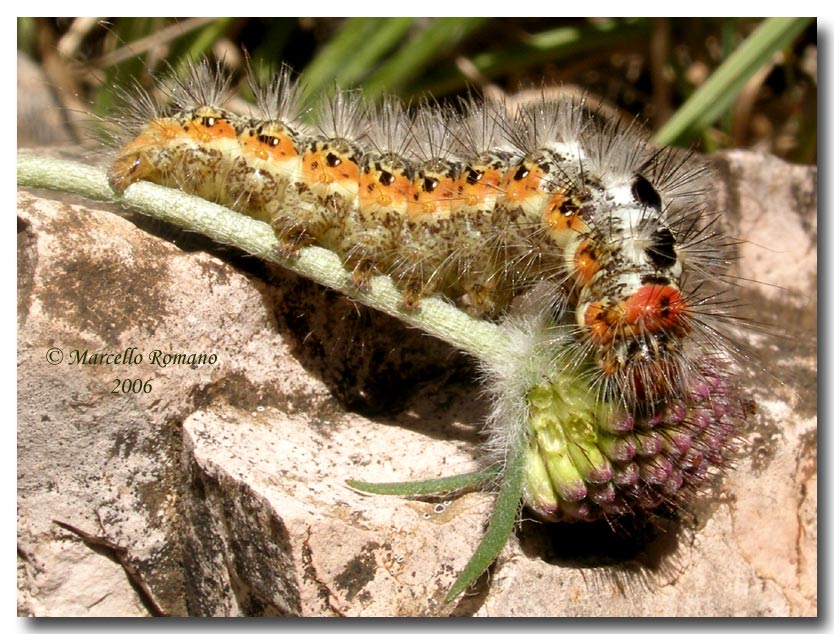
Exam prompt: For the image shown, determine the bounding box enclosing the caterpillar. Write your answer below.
[104,62,732,410]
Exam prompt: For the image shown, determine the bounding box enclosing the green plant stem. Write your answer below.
[347,467,501,495]
[17,154,510,362]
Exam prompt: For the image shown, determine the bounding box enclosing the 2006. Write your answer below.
[110,379,153,394]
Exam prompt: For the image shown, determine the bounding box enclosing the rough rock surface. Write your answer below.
[18,152,817,616]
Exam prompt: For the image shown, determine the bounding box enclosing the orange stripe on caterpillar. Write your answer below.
[102,60,721,402]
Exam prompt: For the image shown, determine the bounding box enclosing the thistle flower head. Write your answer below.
[524,358,749,521]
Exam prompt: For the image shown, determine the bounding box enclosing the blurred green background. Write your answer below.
[17,18,817,163]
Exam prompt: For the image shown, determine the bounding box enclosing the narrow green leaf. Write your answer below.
[347,467,501,495]
[654,18,814,145]
[446,435,524,603]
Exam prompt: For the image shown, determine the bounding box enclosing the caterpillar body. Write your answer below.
[109,63,730,410]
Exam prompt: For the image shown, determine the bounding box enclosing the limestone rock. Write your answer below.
[18,147,817,616]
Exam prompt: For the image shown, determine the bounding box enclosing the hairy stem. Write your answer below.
[17,153,510,362]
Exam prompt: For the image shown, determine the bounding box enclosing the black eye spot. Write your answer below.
[631,174,661,211]
[258,134,279,147]
[379,171,394,187]
[466,167,484,185]
[646,227,678,269]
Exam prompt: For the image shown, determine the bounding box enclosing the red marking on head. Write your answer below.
[573,239,600,286]
[622,284,689,333]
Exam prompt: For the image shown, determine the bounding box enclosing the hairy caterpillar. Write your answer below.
[104,63,736,408]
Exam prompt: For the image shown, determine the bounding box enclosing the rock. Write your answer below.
[18,152,817,616]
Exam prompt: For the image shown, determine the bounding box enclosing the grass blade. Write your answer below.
[654,18,814,145]
[347,467,501,495]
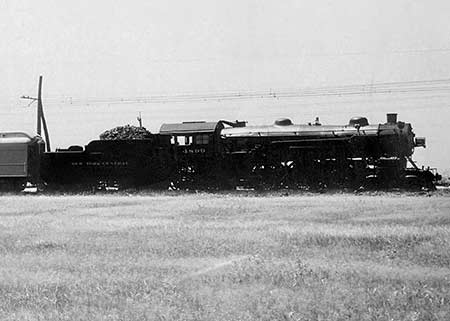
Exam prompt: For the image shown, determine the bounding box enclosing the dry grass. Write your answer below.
[0,194,450,321]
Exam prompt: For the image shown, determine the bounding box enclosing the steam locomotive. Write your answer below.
[0,114,441,190]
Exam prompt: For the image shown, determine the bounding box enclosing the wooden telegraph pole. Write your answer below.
[37,76,51,152]
[20,76,51,152]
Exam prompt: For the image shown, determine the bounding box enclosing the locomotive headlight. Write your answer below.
[414,137,426,148]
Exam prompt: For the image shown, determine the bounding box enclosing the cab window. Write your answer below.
[195,135,209,145]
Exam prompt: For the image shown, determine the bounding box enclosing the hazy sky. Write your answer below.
[0,0,450,168]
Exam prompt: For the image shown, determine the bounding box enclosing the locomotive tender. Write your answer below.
[0,114,440,190]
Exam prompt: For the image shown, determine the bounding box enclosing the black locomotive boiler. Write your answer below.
[160,114,440,189]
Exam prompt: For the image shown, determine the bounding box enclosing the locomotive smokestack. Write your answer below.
[386,114,397,124]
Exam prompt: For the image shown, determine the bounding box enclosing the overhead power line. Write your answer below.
[34,79,450,106]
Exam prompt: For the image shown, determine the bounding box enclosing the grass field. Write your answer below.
[0,194,450,321]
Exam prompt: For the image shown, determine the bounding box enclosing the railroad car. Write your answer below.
[41,134,175,189]
[0,132,45,191]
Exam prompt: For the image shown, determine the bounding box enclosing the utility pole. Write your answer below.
[20,76,51,152]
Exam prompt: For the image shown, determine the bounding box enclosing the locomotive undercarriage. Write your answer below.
[221,141,439,190]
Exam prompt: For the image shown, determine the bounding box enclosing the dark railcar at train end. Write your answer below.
[42,134,175,189]
[0,132,45,191]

■ **WHAT YOU NEED TO DO**
How many lines in the listing above contain the word "caterpillar"? Reply with the number alone.

■ **RESULT OF THE EXERCISE**
4